**To be done:**
Reproduce the listing below word for word, leaving out the pictures.

»»

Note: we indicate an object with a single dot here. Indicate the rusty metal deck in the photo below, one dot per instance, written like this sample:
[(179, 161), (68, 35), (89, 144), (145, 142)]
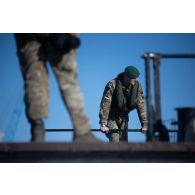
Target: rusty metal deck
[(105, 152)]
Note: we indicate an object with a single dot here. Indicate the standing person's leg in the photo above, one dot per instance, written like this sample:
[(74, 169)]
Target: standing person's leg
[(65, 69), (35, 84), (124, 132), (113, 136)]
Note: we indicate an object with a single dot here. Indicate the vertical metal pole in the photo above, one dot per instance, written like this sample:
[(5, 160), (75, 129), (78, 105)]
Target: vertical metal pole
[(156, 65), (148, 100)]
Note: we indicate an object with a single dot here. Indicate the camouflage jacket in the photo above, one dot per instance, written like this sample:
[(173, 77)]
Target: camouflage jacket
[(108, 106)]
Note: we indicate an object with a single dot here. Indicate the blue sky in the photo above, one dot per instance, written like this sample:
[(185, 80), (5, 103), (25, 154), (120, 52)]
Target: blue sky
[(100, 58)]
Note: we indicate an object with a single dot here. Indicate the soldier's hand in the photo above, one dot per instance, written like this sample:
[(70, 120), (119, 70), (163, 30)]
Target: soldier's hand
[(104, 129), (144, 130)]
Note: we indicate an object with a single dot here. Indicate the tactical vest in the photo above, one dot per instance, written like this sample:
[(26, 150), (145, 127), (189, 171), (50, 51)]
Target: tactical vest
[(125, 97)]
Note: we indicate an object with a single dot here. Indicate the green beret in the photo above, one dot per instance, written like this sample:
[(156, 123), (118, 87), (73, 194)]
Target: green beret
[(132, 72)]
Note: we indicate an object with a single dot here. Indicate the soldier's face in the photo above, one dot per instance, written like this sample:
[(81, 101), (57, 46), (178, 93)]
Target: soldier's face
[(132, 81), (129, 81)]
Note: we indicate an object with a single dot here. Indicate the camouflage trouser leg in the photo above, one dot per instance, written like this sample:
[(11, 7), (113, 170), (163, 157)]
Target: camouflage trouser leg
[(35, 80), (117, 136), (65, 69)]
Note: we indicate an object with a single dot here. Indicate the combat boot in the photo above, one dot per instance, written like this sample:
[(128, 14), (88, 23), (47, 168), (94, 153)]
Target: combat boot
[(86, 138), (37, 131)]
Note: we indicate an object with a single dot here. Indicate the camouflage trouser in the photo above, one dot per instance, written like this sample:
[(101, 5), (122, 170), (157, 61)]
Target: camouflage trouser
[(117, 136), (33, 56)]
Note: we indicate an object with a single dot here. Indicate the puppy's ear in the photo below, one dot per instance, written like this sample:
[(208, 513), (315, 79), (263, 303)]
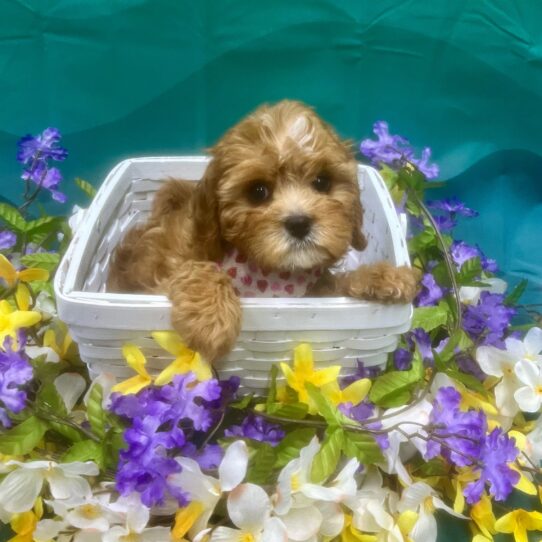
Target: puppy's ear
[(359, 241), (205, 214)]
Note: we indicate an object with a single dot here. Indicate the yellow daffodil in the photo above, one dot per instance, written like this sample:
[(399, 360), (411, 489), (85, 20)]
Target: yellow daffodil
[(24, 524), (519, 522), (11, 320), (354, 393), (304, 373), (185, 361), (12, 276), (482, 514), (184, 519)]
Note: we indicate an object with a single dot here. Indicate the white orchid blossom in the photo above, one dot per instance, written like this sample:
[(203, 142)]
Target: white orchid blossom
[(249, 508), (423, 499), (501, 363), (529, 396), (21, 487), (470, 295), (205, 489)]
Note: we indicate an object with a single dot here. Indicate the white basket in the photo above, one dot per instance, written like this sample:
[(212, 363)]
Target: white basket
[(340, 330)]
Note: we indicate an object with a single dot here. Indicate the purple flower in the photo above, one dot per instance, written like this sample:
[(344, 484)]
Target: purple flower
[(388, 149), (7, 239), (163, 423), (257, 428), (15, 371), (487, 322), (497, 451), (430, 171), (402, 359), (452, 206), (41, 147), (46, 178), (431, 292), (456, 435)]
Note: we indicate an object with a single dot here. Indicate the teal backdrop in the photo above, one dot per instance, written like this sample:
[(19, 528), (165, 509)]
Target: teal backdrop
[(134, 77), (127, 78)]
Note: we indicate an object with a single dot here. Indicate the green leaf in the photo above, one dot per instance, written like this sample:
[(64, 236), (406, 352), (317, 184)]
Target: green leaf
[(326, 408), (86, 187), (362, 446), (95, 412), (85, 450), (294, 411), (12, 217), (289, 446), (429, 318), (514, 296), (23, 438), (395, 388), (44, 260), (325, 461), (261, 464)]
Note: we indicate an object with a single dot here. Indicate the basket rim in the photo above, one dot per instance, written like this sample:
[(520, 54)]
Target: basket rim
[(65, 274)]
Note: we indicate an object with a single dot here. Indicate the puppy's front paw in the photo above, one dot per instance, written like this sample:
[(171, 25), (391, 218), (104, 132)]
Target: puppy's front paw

««

**Task answer:**
Note: we indicate an object with a single dot here. Indicate the rusty metal deck in the photo below, one dot per instance, written like this sample:
[(179, 161), (68, 35), (89, 144), (145, 142)]
Target: rusty metal deck
[(105, 152)]
Note: we indicate an object with a single dot here. Indicate the standing person's leg in the photo above, one dot per instance, written like this sample:
[(74, 169)]
Target: standing person's leg
[(65, 69), (35, 84), (124, 132), (113, 136)]
Note: we indicate an object with a single dot here. Indicate the vertical metal pole in the photo above, one dot per instance, written like this sample:
[(5, 160), (75, 129), (78, 105)]
Target: vertical metal pole
[(156, 65), (148, 100)]
Note: we indicate an object with a single dot here. Indicate the camouflage jacket in the photo above, one dot per instance, written like this sample:
[(173, 77)]
Target: camouflage jacket
[(108, 106)]
Note: we indicate an object with a single dot here. Indicate the blue sky in the photo above, one dot per instance, written like this sample:
[(185, 80), (5, 103), (25, 154), (120, 52)]
Target: blue sky
[(100, 58)]
Note: we indicate an object with a single dot here. Indicate the soldier's hand in the photo above, one dot per instance, written like this sample:
[(70, 120), (119, 70), (163, 30)]
Target: soldier's hand
[(104, 129), (144, 130)]
Note: we indicate an object with a single dot here. Indicate the tactical vest in the photo above, one dot per instance, written like this sample:
[(26, 150), (145, 127), (189, 171), (50, 51)]
Target: tactical vest
[(125, 97)]
Note: we indicate an object with a single dot here. Indicate the green beret in the photo above, one dot per instance, written like this sample:
[(156, 123), (118, 87), (73, 194)]
Target: green beret
[(132, 72)]
Note: we indicate an object with a single dot here. Indicate the soldier's face in the photo above, one dot per instance, written like this sample:
[(81, 101), (57, 46), (178, 93)]
Target: soldier's face
[(132, 81), (129, 81)]
Note: we indicate an object with a single dot here. Indicate the camouflage trouser leg in the photo above, one dot per instance, written like this sample:
[(11, 7), (113, 170), (163, 157)]
Target: camouflage trouser leg
[(35, 80), (117, 136), (65, 69)]
Note: we indicate an object with a single dot here. Indicate the combat boot in the photo above, one dot per instance, written like this sample:
[(128, 14), (88, 23), (47, 168), (94, 153)]
Target: combat boot
[(86, 138), (37, 131)]
Note: we indicate an object with a single dot here. Indicate the camouflage trouser in the photo above, one dot per instance, written like this sample:
[(101, 5), (122, 170), (157, 61)]
Target: camouflage trouser
[(117, 136), (33, 56)]
Note: we indicate an object with a single dot here. Indicate the puppy's ear in the photo below, one dot per instance, written like this sample:
[(208, 513), (315, 79), (263, 303)]
Target: puppy's ear
[(359, 241), (205, 214)]
Note: we indicate an object with a single dot here. Indicate the yellow daffodil in the photo above, one dot per instance, written like this sample:
[(399, 360), (411, 489), (85, 20)]
Target: yellow daffodil
[(24, 524), (519, 522), (11, 320), (354, 393), (304, 373), (185, 361), (12, 276), (482, 514), (184, 519)]
Note: we indicate an object with a single dot here. Indicate the white orchid blossom in the photo above, one dot per instance, written like this sample:
[(203, 142)]
Target: white orchid blossom
[(249, 508), (423, 499), (501, 363), (529, 396), (21, 487), (470, 295), (205, 489)]
Note: we indicate an object with a single dot here. Indicate the white basket in the photo above, one dot per instance, written like this sample:
[(212, 363)]
Target: white basket
[(340, 330)]
Note: we indicate an object with a single dot here. Indicate the purple flower in the photo above, one dot per instance, written like this sample:
[(344, 484)]
Target: purple flower
[(388, 149), (7, 239), (163, 423), (257, 428), (15, 371), (487, 322), (497, 451), (430, 171), (402, 359), (452, 206), (41, 147), (46, 178), (431, 292), (456, 435)]
Note: we indicate an object with a single dot here. Indicate the teal backdrop in the photo above, one dot per instance, written like this sample:
[(19, 528), (165, 509)]
Target: teal backdrop
[(134, 77), (127, 78)]
Note: we indicate an object with a single dot here. Indicate the green leaf in the photo above, one dot per instance, written like this sample:
[(64, 236), (406, 352), (317, 184)]
Target: green leaf
[(326, 408), (86, 187), (362, 446), (95, 412), (85, 450), (294, 411), (12, 217), (289, 446), (429, 318), (514, 296), (23, 438), (395, 388), (44, 260), (325, 461), (261, 464)]
Note: we indicate an object with a single dot here. Indicate the basket rim in the photo above, one dot per instance, written like this sample:
[(520, 54)]
Target: basket rim
[(65, 274)]
Note: we indicate an object with a single dot here. Indicate the puppy's front paw in the photo above, one dot per instance, written like this sample:
[(171, 25), (391, 218), (104, 132)]
Target: puppy's front paw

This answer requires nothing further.